(Extracted listing)

────────────────

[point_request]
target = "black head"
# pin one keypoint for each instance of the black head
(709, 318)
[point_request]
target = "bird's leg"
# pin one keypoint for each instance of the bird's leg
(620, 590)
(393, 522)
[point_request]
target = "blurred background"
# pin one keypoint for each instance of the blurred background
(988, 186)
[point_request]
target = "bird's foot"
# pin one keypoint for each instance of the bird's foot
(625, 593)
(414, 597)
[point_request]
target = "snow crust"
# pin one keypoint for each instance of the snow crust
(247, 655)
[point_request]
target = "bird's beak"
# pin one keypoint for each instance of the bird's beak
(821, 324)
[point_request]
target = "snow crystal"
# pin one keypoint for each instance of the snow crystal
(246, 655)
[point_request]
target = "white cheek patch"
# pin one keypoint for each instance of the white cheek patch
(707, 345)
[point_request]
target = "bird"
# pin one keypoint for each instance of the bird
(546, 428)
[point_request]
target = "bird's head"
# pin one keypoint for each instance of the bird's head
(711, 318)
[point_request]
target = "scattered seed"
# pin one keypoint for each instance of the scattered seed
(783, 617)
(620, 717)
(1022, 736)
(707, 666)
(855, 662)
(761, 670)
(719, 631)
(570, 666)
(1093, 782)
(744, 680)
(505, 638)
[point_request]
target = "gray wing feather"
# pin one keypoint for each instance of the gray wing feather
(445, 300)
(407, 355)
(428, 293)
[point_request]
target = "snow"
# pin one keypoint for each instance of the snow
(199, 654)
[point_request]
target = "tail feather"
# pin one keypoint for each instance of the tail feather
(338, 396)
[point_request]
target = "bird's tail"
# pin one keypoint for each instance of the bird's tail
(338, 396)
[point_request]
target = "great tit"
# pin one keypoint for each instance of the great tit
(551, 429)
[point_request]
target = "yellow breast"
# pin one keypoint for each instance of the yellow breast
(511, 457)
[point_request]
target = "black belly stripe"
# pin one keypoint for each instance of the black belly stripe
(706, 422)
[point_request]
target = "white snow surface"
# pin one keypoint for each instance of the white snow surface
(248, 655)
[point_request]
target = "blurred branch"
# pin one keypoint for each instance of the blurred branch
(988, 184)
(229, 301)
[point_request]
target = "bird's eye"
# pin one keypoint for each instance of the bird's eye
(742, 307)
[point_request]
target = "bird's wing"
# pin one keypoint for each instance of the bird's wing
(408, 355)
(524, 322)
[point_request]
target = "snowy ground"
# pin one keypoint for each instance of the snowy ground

────────────────

**GIVEN EXERCISE:**
Which lines in the listing above contain the string "crust"? Collect each of them, treating uppercase and lowercase as different.

**OUTPUT:**
target = "snow crust"
# pin one keypoint for each instance of the snow crust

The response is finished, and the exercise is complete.